◆ Work to complete ◆
Could the lines from the one with "# Target: tall window" through the end of the listing be restated exactly, with nothing else included?

(Dataset excerpts on object pointing)
:::::

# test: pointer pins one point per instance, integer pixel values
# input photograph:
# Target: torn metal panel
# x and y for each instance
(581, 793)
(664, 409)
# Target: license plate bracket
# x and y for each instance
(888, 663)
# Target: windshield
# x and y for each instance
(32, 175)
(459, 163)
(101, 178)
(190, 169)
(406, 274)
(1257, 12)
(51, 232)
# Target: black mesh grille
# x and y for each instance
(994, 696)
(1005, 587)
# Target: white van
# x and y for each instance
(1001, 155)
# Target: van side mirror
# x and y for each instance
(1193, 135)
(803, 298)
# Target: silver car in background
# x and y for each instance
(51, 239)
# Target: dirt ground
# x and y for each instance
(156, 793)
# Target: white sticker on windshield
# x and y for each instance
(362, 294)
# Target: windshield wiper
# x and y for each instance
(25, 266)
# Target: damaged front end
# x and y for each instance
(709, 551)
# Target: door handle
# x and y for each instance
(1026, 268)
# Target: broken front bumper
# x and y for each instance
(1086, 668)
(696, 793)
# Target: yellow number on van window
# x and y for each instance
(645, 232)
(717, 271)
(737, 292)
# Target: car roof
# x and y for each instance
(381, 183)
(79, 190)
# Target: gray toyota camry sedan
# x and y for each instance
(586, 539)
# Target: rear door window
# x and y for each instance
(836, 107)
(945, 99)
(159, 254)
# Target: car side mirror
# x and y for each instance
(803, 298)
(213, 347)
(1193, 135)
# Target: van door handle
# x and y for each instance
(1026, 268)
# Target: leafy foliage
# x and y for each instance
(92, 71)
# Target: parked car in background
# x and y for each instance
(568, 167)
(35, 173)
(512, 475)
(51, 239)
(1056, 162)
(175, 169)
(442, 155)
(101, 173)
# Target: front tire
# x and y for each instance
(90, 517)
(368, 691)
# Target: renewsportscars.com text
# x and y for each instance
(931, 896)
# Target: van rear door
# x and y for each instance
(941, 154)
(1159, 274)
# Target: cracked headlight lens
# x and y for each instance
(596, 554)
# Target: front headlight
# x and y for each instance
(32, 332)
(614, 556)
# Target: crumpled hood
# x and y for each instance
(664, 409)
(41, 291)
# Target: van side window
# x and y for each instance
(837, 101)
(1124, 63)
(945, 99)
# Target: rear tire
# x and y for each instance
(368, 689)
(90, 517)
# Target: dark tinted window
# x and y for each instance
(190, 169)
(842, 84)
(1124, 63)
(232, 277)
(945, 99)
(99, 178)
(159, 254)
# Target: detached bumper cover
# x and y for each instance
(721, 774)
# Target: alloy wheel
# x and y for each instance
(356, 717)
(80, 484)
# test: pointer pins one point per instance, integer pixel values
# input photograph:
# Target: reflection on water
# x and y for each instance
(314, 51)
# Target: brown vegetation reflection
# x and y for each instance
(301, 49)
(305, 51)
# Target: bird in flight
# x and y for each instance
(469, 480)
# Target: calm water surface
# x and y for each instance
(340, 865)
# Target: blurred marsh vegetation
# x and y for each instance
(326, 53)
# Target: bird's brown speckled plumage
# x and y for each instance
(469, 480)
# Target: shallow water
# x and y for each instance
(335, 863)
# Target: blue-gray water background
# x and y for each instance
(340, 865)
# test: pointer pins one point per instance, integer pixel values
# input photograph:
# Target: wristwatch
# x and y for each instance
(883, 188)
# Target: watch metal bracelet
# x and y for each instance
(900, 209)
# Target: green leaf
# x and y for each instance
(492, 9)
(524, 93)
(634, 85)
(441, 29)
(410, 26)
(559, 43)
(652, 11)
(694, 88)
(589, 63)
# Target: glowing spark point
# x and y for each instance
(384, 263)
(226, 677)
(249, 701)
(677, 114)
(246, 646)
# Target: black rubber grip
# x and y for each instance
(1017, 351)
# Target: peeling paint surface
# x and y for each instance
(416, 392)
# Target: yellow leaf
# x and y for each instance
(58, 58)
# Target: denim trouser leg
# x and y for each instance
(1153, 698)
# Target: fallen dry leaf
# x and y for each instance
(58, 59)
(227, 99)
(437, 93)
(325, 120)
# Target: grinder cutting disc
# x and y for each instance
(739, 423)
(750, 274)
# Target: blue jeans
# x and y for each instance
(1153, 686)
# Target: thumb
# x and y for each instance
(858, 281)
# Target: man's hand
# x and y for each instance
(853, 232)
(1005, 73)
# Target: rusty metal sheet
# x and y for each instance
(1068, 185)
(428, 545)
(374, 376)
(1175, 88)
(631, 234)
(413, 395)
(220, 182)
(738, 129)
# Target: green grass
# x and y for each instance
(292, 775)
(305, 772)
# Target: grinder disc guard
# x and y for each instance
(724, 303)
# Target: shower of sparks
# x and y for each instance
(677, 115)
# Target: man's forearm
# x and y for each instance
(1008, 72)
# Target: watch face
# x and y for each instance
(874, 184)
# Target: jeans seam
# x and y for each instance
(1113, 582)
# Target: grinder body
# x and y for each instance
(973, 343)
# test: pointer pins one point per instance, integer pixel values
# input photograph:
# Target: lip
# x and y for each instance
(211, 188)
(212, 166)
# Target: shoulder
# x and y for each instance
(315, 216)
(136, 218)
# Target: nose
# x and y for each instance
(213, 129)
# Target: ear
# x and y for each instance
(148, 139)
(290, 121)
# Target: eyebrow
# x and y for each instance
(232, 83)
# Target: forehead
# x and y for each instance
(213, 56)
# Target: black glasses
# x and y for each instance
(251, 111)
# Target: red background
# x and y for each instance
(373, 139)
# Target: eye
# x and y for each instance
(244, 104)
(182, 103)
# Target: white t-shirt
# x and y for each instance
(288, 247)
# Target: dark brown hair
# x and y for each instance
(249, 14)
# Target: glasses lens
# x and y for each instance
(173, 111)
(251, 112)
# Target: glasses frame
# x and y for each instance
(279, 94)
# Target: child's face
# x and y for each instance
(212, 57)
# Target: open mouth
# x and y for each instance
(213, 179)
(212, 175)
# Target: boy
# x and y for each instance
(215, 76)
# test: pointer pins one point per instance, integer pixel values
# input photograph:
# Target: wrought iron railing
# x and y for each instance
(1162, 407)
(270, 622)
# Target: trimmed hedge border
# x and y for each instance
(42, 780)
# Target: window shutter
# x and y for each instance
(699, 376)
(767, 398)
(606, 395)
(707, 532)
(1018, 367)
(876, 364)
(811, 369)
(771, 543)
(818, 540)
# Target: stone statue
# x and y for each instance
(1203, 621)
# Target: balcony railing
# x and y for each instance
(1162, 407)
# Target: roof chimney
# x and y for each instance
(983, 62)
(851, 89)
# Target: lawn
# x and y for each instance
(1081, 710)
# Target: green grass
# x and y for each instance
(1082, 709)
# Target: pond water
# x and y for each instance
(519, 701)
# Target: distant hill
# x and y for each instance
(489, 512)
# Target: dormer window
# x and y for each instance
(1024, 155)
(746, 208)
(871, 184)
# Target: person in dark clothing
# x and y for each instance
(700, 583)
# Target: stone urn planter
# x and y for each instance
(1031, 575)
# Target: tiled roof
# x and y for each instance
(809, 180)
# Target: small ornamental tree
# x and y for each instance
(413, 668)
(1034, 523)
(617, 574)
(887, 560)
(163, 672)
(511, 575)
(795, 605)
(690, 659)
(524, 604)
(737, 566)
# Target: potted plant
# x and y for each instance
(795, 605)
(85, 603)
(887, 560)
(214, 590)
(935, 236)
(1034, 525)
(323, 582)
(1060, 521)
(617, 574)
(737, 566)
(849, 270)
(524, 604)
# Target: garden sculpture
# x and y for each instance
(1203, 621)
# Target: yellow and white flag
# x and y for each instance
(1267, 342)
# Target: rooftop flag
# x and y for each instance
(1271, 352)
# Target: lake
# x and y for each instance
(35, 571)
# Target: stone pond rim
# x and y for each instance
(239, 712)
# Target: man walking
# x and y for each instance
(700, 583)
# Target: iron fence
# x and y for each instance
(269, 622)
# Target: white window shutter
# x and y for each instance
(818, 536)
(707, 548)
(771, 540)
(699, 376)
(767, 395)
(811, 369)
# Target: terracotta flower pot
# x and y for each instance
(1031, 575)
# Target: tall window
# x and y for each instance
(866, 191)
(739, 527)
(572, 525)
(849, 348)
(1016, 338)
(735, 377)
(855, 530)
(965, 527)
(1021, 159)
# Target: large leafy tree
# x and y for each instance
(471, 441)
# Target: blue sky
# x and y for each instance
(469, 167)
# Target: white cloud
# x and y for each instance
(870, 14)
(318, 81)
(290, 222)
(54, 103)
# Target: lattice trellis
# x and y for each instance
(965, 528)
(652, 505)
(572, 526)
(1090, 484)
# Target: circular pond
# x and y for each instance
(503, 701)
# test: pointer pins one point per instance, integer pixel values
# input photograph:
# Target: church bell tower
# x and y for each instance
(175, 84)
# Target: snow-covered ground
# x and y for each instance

:::::

◆ Result of the exercise ◆
# Target: tall window
# x and y for each instance
(866, 191)
(739, 527)
(572, 525)
(849, 348)
(1016, 338)
(735, 377)
(855, 530)
(965, 527)
(1021, 159)
# Target: large leafy tree
# x and y for each instance
(471, 441)
# Target: blue sky
# x and y for each instance
(469, 167)
# Target: white cloud
# x and y for each instance
(870, 14)
(318, 81)
(290, 222)
(54, 103)
# Target: lattice trellis
# x and y for each instance
(965, 528)
(652, 505)
(572, 526)
(1090, 484)
# Target: circular pond
# x and y for each instance
(503, 701)
# test: pointer pins one point per instance, integer pixel values
# input photograph:
# Target: church bell tower
# x and y for each instance
(175, 84)
# Target: snow-covered ground
# x and y for each instance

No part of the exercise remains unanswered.